(Data excerpts)

____________

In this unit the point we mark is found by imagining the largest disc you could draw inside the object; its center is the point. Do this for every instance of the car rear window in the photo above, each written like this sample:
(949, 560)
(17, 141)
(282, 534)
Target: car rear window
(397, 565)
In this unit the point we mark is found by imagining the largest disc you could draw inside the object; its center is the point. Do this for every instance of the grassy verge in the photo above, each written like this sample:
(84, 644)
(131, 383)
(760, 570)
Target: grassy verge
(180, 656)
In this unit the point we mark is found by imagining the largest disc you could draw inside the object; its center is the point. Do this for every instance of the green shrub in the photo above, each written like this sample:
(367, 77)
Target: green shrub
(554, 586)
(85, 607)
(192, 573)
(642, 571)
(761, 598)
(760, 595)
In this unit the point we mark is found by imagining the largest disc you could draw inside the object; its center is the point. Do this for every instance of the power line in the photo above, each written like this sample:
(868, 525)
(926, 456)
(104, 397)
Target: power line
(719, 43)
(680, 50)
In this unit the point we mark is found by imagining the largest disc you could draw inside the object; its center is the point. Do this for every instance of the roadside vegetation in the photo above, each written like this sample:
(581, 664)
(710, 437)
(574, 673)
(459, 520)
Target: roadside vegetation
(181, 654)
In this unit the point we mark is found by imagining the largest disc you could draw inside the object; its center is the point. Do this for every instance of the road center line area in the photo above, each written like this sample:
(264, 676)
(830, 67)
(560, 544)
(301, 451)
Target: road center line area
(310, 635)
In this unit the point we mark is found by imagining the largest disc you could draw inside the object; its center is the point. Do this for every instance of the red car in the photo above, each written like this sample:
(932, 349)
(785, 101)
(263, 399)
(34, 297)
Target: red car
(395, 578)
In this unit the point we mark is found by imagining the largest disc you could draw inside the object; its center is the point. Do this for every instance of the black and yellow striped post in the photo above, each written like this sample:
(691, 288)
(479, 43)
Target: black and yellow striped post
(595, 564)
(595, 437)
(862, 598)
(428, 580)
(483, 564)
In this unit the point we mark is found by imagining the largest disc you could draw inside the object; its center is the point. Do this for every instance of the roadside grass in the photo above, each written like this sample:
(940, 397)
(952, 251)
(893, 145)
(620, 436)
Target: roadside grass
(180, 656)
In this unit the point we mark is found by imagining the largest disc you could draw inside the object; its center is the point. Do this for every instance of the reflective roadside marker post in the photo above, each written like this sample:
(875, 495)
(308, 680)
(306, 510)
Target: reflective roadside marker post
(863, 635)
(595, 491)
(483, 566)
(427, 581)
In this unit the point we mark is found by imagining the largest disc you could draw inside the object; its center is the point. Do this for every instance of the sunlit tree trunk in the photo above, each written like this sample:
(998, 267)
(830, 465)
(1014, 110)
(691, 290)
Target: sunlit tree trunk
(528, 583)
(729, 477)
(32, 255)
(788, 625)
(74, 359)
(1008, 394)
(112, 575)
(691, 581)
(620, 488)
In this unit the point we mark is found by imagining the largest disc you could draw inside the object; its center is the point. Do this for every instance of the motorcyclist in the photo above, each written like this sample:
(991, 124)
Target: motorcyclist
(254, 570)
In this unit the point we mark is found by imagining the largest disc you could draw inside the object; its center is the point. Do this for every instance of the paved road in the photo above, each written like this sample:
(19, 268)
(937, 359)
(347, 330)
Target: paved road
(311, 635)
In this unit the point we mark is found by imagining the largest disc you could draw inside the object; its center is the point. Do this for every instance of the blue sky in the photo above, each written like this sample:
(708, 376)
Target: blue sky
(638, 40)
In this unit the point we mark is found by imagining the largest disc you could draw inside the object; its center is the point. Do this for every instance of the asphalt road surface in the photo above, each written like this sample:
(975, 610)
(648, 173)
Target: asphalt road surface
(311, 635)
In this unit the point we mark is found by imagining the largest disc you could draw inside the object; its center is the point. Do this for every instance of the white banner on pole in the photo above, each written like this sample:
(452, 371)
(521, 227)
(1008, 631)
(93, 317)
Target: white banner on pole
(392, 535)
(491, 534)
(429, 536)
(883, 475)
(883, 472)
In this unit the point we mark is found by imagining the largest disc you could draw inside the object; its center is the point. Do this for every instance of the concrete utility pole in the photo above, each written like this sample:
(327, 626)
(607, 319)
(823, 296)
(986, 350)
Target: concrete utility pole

____________

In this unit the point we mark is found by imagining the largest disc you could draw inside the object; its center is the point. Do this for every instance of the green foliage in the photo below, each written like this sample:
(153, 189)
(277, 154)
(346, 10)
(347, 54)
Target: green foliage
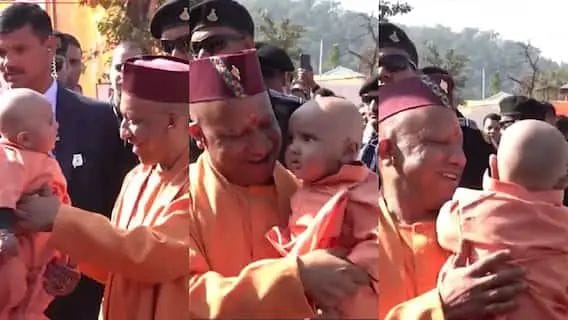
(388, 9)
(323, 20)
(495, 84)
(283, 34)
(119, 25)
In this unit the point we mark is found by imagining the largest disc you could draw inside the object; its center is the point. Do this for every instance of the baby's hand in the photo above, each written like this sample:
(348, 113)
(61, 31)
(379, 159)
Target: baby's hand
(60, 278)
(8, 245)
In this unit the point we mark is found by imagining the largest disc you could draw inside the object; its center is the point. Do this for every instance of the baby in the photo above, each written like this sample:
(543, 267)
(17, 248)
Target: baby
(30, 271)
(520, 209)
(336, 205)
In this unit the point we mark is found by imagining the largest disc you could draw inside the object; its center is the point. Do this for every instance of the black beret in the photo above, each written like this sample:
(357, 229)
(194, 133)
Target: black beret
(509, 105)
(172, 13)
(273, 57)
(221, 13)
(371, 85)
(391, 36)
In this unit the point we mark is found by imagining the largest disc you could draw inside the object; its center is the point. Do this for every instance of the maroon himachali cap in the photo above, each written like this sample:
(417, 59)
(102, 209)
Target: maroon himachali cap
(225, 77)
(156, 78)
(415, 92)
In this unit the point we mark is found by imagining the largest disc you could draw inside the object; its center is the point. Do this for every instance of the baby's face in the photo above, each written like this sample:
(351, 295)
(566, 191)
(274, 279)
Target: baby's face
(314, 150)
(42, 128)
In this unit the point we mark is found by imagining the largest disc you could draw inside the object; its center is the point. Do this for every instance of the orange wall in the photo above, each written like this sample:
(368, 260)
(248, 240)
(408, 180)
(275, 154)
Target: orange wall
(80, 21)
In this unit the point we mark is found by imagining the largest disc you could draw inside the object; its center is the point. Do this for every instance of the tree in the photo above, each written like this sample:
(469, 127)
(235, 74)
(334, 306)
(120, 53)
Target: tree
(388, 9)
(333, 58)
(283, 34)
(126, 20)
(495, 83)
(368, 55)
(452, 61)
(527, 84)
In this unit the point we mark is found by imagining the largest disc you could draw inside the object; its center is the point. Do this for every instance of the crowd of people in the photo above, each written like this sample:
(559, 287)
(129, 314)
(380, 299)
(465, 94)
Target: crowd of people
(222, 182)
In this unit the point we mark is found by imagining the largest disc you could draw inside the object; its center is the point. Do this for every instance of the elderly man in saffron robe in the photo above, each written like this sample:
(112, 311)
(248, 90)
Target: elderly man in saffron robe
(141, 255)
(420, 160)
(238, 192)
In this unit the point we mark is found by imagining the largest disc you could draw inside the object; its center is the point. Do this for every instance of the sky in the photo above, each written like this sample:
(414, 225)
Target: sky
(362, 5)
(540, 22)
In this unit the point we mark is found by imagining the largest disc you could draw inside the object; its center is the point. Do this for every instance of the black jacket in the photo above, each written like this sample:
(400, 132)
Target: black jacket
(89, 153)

____________

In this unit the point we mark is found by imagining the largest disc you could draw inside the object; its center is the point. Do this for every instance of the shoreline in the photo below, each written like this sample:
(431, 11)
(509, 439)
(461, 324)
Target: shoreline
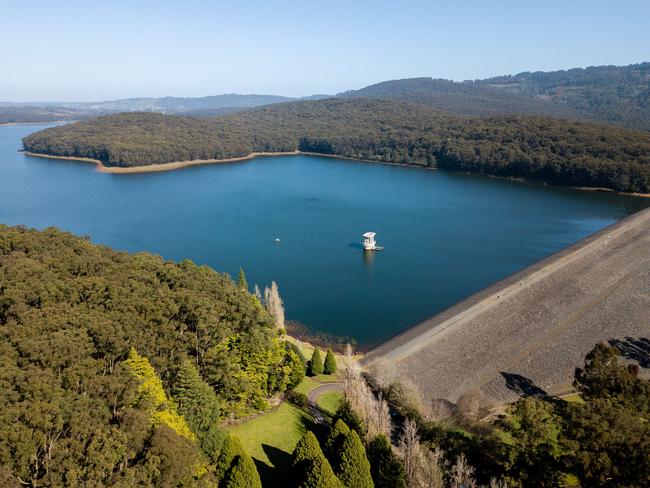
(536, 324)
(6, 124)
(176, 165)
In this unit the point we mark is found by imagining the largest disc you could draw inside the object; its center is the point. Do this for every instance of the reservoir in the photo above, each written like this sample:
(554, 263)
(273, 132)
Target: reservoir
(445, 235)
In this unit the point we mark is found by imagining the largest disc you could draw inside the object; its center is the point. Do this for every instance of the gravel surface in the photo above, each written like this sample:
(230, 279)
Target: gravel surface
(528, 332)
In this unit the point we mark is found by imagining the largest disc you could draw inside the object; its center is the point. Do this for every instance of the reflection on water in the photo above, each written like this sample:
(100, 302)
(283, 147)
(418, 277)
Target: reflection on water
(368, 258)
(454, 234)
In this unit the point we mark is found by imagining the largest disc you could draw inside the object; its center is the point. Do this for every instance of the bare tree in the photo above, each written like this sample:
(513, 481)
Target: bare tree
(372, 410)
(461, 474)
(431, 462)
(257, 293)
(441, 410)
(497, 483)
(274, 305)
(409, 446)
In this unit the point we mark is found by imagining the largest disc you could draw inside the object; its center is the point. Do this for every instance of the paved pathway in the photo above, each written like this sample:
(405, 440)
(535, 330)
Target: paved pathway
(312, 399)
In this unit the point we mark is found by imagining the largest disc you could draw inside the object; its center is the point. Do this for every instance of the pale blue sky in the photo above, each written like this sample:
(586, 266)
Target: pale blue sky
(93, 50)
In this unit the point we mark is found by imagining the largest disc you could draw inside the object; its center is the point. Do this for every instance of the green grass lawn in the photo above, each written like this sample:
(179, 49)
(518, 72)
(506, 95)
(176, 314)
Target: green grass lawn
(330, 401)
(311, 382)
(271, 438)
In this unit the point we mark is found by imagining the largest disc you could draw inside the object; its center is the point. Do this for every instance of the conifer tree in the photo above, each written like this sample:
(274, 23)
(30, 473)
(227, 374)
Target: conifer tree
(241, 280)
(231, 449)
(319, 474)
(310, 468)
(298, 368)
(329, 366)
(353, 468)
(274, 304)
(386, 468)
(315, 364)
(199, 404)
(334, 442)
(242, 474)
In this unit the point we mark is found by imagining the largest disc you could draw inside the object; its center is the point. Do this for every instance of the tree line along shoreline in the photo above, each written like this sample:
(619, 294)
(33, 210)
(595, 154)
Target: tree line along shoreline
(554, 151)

____________

The expected answer is every line above in which the word "concrete" appears.

◆ TASK RESPONSE
In this unit the point we mark is found by imagining the largest disc you could draw inside the object; its center is the point. Do this for every instance of the concrete utility pole in the photo above, each written like this sample:
Target: concrete utility pole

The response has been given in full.